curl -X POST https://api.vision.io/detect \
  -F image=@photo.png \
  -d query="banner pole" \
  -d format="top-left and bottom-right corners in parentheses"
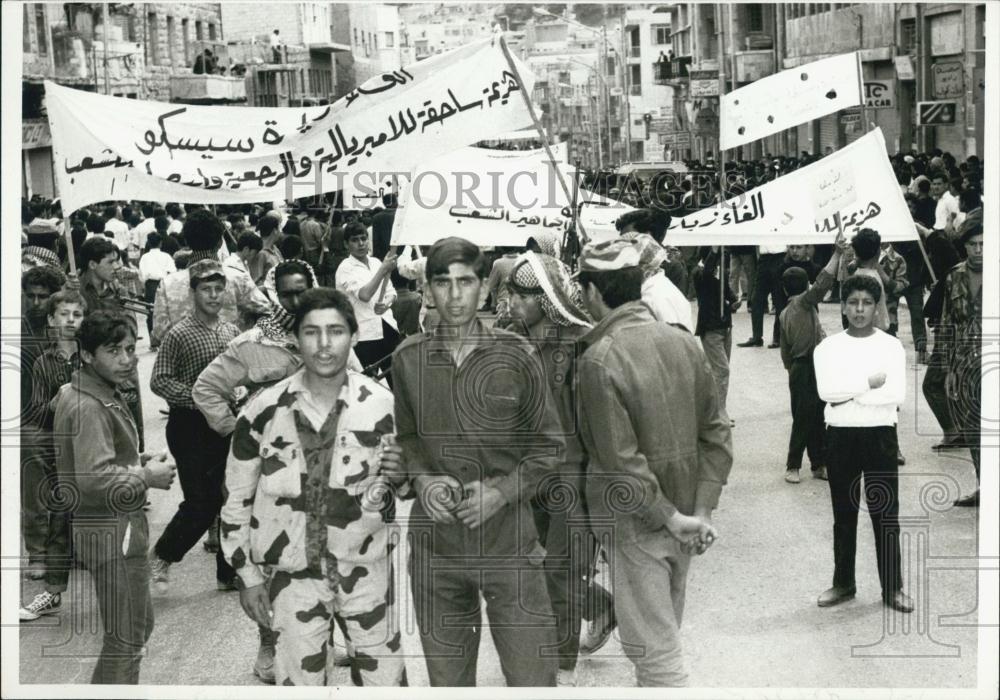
top-left (498, 36), bottom-right (588, 241)
top-left (63, 218), bottom-right (77, 276)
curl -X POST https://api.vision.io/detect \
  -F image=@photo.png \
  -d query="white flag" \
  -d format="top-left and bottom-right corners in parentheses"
top-left (45, 39), bottom-right (534, 214)
top-left (720, 52), bottom-right (863, 151)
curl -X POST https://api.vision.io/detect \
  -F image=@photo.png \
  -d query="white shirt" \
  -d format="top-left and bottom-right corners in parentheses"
top-left (167, 218), bottom-right (184, 235)
top-left (336, 255), bottom-right (398, 341)
top-left (138, 249), bottom-right (177, 284)
top-left (813, 329), bottom-right (905, 427)
top-left (130, 217), bottom-right (157, 252)
top-left (104, 217), bottom-right (131, 251)
top-left (642, 272), bottom-right (694, 333)
top-left (269, 33), bottom-right (281, 49)
top-left (934, 191), bottom-right (964, 231)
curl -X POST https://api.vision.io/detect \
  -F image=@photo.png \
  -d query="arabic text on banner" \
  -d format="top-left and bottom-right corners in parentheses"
top-left (46, 39), bottom-right (534, 214)
top-left (664, 128), bottom-right (916, 246)
top-left (720, 52), bottom-right (863, 151)
top-left (390, 145), bottom-right (630, 247)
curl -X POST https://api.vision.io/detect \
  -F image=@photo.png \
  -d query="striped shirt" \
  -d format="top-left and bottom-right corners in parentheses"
top-left (151, 314), bottom-right (240, 409)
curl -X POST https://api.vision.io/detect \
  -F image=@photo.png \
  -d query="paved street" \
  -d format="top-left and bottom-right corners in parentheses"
top-left (18, 301), bottom-right (981, 687)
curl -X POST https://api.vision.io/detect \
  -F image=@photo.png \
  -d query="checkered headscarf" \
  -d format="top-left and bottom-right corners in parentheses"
top-left (508, 252), bottom-right (593, 329)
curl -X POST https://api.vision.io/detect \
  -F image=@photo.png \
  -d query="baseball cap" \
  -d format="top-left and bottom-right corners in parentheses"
top-left (571, 239), bottom-right (641, 278)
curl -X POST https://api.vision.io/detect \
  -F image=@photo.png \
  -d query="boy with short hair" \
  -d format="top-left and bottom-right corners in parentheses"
top-left (51, 311), bottom-right (176, 683)
top-left (813, 275), bottom-right (913, 614)
top-left (778, 233), bottom-right (847, 484)
top-left (20, 292), bottom-right (86, 615)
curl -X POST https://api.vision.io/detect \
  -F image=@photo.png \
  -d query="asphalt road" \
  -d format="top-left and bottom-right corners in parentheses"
top-left (17, 301), bottom-right (982, 688)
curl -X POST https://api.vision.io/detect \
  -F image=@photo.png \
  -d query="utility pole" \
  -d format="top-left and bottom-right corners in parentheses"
top-left (103, 2), bottom-right (111, 95)
top-left (621, 13), bottom-right (631, 161)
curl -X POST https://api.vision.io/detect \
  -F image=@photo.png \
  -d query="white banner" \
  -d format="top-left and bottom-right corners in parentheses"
top-left (663, 128), bottom-right (916, 246)
top-left (720, 52), bottom-right (863, 151)
top-left (46, 39), bottom-right (534, 214)
top-left (347, 141), bottom-right (567, 209)
top-left (390, 145), bottom-right (629, 247)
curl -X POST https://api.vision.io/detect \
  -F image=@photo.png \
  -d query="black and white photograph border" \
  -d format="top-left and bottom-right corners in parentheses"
top-left (1, 1), bottom-right (997, 698)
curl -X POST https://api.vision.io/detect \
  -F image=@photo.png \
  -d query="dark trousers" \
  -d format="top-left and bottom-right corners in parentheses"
top-left (410, 546), bottom-right (558, 686)
top-left (531, 491), bottom-right (592, 672)
top-left (826, 426), bottom-right (903, 595)
top-left (950, 352), bottom-right (982, 481)
top-left (21, 440), bottom-right (73, 591)
top-left (922, 348), bottom-right (956, 435)
top-left (751, 254), bottom-right (786, 343)
top-left (786, 358), bottom-right (826, 471)
top-left (154, 407), bottom-right (234, 582)
top-left (144, 280), bottom-right (159, 338)
top-left (354, 321), bottom-right (401, 388)
top-left (75, 514), bottom-right (155, 684)
top-left (901, 284), bottom-right (927, 351)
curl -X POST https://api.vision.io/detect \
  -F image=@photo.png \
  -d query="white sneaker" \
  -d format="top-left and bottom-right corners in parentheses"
top-left (20, 591), bottom-right (62, 621)
top-left (557, 668), bottom-right (578, 687)
top-left (149, 556), bottom-right (171, 595)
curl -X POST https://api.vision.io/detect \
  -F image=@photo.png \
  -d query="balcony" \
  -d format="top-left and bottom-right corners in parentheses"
top-left (652, 57), bottom-right (691, 85)
top-left (170, 74), bottom-right (247, 103)
top-left (628, 45), bottom-right (642, 60)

■ **WORK TO COMPLETE**
Keep only the lines of the listing that contain the word "pole", and copy them.

■ **TASK RESULT**
  -d query="banner pole" \
  -d query="utility pole" \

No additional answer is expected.